▶ [Document passage]:

######

Heinrich Rudolf Hertz was a German physicist who first conclusively proved the existence of the electromagnetic waves theorized by James Clerk Maxwell‘s electromagnetic theory of light. The unit of frequency, cycle per second, was named the “hertz” in his honor. Take a look below for 30 more weird and interesting facts about Heinrich Hertz.
1. Hertz was born in 1857 in Hamburg, then a sovereign state of the German Confederation, into a prosperous and cultured Hanseatic family.
2. His father, Gustav Ferdinand Hertz, was a barrister and later a senator.
3. His mother was Anna Elisabeth Pfefferkorn.
4. Hertz’s father converted from Judaism to Christianity in 1834.
5. His mother’s family was a Lutheran pastor’s family.
6. While studying at the Gelehrtenschule des Johanneums in Hamburg, Hertz showed an aptitude for the sciences as well as languages, learning Arabic and Sanskrit.
7. He studied the sciences and engineering in the German cities of Dresden, Munich and Berlin, where he studied under Gustav R. Kirchhoff and Hermann von Helmholtz.
8. In 1880, Hertz obtained his PhD from the University of Berlin, and for the next three years remained for post-doctoral study under Helmholtz, serving as his assistant.
9. In 1883, Hertz took a post as a lecturer in theoretical physics at the University of Kiel.
10. In 1885, Hertz became a full professor at the University of Karlsruhe.
11. In 1886, Hertz married Elisabeth Doll, the daughter of Dr. Max Doll, a lecturer in geometry at Karlsruhe.
12. He had two daughters: Johanna, born on October 20, 1887, and Mathilde, born on January 14, 1891, who went on to become a notable biologist.
13. Hertz took a position of Professor of Physics and Director of the Physics Institute in Bonn on April 3, 1889, a position he held until January, 1894.
14. During this time, he worked on theoretical mechanics with his work published in the book The Principles of Mechanics Presented in a New Work, published posthumously in 1894.
15. Between 1886 and 1889, Hertz published two papers on contact mechanics that would prove extremely important to the field of electrodynamics.
16. He discovered the photoelectric effect which states that a charged objects loses its charge faster when exposed to ultraviolet light.
17. He didn’t realize the importance and practical implications of his experiments and didn’t foresee their eventual use in wireless communications.

######

▶ [Exercise set]:
1 – Answer these questions about the facts on Heinrich Hertz:
(a) In what city was Hertz born?
(b) Which two languages did Hertz learn while studying at the Gelehrtenschule des Johanneums?
(c) On what date did Hertz become Professor of Physics and Director of the Physics Institute in Bonn?
2 – Transcribe the passage on Heinrich Hertz between "3. His mother" and "Arabic and Sanskrit.", inclusive.
3 – Write the next part of the list of facts about Heinrich Hertz, following on from its last item.

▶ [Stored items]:
######

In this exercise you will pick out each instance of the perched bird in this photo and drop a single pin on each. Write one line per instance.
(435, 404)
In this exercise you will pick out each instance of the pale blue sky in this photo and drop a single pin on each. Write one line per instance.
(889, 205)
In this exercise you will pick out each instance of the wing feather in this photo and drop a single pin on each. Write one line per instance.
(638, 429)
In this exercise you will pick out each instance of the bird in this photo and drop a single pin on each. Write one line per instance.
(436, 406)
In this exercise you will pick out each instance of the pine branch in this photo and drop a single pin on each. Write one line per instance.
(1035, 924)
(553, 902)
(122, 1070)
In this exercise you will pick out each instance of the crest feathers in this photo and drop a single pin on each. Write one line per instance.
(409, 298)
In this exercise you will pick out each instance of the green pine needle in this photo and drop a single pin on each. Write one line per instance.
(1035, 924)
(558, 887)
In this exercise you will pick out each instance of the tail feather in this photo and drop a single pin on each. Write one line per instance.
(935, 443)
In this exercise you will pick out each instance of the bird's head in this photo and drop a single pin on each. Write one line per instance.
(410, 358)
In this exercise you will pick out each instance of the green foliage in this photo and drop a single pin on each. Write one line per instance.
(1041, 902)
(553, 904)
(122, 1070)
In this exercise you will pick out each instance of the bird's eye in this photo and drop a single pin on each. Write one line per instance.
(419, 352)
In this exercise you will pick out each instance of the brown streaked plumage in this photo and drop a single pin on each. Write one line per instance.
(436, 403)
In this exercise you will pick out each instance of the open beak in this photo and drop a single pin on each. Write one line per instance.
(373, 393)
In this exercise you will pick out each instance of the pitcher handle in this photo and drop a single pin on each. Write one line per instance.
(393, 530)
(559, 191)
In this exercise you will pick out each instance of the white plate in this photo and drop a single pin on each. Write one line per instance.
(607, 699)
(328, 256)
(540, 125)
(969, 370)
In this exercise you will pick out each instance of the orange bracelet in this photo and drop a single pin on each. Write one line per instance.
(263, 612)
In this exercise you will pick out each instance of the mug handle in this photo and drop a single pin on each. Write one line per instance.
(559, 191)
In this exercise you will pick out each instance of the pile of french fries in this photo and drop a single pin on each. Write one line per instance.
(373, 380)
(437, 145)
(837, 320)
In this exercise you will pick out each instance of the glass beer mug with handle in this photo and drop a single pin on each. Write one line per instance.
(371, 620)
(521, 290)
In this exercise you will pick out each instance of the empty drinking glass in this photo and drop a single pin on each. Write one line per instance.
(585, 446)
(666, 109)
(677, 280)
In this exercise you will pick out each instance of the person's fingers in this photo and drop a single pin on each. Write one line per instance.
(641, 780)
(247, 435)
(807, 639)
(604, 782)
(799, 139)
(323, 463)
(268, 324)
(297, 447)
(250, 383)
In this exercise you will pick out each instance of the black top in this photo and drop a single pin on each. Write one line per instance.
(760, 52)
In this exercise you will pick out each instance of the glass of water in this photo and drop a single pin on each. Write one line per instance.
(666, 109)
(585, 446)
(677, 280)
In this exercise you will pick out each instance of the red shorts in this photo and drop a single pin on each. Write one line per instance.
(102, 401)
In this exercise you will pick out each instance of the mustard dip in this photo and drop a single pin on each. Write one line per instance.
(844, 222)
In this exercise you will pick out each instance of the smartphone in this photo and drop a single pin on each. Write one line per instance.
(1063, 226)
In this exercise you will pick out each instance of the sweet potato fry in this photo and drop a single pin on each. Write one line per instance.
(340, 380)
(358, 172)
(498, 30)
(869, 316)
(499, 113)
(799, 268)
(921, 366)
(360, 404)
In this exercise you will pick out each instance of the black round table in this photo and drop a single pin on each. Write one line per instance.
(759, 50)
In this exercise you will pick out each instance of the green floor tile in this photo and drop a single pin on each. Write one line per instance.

######

▶ [Answers provided]:
1 –
(a) Hamburg
(b) Arabic and Sanskrit
(c) April 3, 1889

2 –
3. His mother was Anna Elisabeth Pfefferkorn.
4. Hertz’s father converted from Judaism to Christianity in 1834.
5. His mother’s family was a Lutheran pastor’s family.
6. While studying at the Gelehrtenschule des Johanneums in Hamburg, Hertz showed an aptitude for the sciences as well as languages, learning Arabic and Sanskrit.

3 –
18. It was during his tenure at the University of Bonn that Hertz found that thin metals could be penetrated by cathode rays. It was later developed into the “ray effect.”
19. The Italian Society of Sciences awarded Hertz with the Matteucci Medal in 1888.
20. In 1890, the Royal Society awarded Hertz with the Rumford Medal.
21. Hertz died on January 1, 1894, in Bonn due to granulomatosis with polyangiitis, also known as GPA.
22. Two years prior to his death, he had an operation to cure a migraine but that led to complications that culminated in his death, at the age of 36.
23. When the Nazi regime gained power decades after Hertz’s death, his portrait was removed by them from its prominent position of honor in Hamburg’s City Hall because of his partly Jewish ethnic ancestry.
24. Hertz’s widow and daughters left Germany in the 1930s and went to England.
25. Hertz’s nephew, Gustav Ludwig Hertz, was a Nobel Prize winner, and Gustav’s son, Carl Helmut Hertz, invented medical ultrasonography.
26. His grandnephew, Hermann Gerhard Hertz, professor at the University of Karlsruhe, was a pioneer of NMR-spectroscopy and in 1995 published Hertz’s laboratory notes.
27. In 1928, the Heinrich-Hertz Institute for Oscillation Research was founded in Berlin.
28. In 1969, a Heinrich Hertz memorial medal was cast. The IEEE Heinrich Hertz Medal, established in 1987, is “for outstanding achievement sin Hertzian waves … presented annually to an individual for achievements which are theoretical or experimental in nature.”
29. A crater that lies on the far side of the Moon, just behind the eastern limb, is named in his honor.
30. Hertz is honored in Japan with a membership in the Order of the Sacred Treasure, which has multiple layers of honor for prominent people, including scientists.